## WORK INSTRUCTIONS
Reproduce nothing but the lines from the one with "Subject = wet ground" down to the last line of the data below.

=-=-=-=-=

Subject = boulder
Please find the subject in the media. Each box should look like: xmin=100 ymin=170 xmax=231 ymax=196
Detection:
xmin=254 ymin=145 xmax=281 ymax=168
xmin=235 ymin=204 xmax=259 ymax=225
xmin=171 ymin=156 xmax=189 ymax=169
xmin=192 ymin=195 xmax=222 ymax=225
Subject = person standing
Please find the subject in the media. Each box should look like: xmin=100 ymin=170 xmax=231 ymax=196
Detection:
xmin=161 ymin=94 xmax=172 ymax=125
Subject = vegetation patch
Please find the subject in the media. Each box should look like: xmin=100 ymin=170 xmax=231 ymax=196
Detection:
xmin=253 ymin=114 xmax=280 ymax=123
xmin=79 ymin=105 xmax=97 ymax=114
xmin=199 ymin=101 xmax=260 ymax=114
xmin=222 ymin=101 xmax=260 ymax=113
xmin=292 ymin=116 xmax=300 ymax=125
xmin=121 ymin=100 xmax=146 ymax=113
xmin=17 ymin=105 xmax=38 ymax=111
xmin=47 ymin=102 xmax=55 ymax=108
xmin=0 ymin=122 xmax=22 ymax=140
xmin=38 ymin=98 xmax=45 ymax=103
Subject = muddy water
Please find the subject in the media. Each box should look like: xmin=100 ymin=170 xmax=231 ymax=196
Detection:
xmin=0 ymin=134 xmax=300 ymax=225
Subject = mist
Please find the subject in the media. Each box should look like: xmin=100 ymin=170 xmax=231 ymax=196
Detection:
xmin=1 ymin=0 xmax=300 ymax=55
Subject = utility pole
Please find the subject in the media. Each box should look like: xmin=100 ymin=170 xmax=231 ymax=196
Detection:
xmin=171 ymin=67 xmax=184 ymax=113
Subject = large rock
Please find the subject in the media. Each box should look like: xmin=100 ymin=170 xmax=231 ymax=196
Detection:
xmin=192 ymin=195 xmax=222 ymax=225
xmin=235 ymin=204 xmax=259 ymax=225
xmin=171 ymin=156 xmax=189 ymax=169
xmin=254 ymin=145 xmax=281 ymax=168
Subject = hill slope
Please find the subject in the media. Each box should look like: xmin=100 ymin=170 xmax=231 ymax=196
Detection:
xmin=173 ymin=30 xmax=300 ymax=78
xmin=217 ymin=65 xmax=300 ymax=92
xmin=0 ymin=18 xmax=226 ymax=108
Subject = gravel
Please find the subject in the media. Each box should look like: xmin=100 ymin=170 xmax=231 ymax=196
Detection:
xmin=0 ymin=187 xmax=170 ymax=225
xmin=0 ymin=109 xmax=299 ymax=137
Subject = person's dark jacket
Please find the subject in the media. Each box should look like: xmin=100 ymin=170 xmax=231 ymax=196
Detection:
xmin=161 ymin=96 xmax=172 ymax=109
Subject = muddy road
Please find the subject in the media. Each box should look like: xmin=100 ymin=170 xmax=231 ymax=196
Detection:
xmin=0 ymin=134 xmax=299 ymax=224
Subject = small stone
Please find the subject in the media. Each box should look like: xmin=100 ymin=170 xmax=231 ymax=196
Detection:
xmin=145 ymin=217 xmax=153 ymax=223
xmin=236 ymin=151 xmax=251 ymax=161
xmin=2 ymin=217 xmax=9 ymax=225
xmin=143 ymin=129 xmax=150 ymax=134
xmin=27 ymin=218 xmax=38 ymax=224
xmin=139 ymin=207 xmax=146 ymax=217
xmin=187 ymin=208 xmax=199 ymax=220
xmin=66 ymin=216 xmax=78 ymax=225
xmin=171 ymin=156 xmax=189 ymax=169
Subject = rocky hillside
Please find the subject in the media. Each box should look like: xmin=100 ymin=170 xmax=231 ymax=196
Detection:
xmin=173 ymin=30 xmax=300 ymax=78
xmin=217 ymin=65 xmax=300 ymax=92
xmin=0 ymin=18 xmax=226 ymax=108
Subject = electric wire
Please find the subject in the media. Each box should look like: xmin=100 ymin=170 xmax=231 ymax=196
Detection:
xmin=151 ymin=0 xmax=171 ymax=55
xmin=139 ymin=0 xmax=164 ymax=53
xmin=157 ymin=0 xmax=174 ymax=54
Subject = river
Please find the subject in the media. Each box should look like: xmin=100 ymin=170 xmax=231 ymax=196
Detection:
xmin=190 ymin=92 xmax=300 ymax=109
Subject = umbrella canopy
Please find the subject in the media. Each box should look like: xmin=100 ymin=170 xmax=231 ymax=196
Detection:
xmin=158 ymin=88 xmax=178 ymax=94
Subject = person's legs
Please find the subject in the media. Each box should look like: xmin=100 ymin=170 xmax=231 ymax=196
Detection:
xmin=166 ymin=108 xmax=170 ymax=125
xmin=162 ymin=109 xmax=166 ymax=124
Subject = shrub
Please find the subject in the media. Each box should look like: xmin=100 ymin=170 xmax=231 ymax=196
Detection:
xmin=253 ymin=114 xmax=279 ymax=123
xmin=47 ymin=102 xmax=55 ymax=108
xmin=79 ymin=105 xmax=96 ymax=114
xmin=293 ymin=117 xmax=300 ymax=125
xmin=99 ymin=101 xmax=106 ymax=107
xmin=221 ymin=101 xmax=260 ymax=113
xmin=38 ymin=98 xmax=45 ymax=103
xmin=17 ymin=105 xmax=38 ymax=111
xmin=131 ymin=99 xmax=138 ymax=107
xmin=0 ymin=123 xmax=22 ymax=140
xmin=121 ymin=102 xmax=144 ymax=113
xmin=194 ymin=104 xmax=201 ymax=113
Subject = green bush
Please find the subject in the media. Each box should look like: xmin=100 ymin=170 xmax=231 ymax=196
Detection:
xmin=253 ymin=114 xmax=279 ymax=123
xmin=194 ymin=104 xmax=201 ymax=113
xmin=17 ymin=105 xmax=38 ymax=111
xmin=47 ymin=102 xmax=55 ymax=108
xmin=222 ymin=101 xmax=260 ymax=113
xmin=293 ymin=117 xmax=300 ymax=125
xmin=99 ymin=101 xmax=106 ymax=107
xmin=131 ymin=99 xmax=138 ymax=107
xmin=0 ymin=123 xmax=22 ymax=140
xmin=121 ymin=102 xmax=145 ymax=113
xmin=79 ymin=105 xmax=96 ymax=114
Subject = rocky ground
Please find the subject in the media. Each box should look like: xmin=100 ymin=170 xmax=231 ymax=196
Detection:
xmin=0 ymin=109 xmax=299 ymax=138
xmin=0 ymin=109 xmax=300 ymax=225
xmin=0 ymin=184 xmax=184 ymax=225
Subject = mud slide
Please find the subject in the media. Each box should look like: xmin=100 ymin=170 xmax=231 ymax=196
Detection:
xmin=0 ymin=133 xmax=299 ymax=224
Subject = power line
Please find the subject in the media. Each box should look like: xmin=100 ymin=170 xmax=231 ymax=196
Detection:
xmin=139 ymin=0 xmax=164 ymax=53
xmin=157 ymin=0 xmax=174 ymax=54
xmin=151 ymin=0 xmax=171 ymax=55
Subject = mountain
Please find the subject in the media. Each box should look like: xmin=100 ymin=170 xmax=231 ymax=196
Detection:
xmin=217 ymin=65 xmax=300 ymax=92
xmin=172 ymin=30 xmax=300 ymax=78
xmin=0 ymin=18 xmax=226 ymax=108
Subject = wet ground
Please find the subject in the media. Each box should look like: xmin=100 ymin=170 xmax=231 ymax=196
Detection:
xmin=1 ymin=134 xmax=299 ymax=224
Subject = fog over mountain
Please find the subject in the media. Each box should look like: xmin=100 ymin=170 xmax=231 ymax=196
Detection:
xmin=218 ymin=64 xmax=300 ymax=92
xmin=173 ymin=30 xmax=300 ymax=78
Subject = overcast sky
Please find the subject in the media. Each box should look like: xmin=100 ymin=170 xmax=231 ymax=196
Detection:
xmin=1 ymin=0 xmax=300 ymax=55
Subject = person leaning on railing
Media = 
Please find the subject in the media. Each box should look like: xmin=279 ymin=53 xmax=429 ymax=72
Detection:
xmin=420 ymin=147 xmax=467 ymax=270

=-=-=-=-=

## EXERCISE RESULT
Subject = wet ground
Please find the subject in the media. Each box should look like: xmin=100 ymin=170 xmax=231 ymax=196
Detection:
xmin=1 ymin=134 xmax=299 ymax=224
Subject = fog over mountain
Please find the subject in the media. Each box should look like: xmin=100 ymin=170 xmax=231 ymax=196
Detection:
xmin=218 ymin=64 xmax=300 ymax=92
xmin=173 ymin=30 xmax=300 ymax=78
Subject = overcast sky
Please find the subject in the media. Each box should look like: xmin=100 ymin=170 xmax=231 ymax=196
Detection:
xmin=1 ymin=0 xmax=300 ymax=55
Subject = person leaning on railing
Media = 
Please find the subject in the media. Each box should look like: xmin=279 ymin=53 xmax=429 ymax=72
Detection:
xmin=420 ymin=147 xmax=467 ymax=270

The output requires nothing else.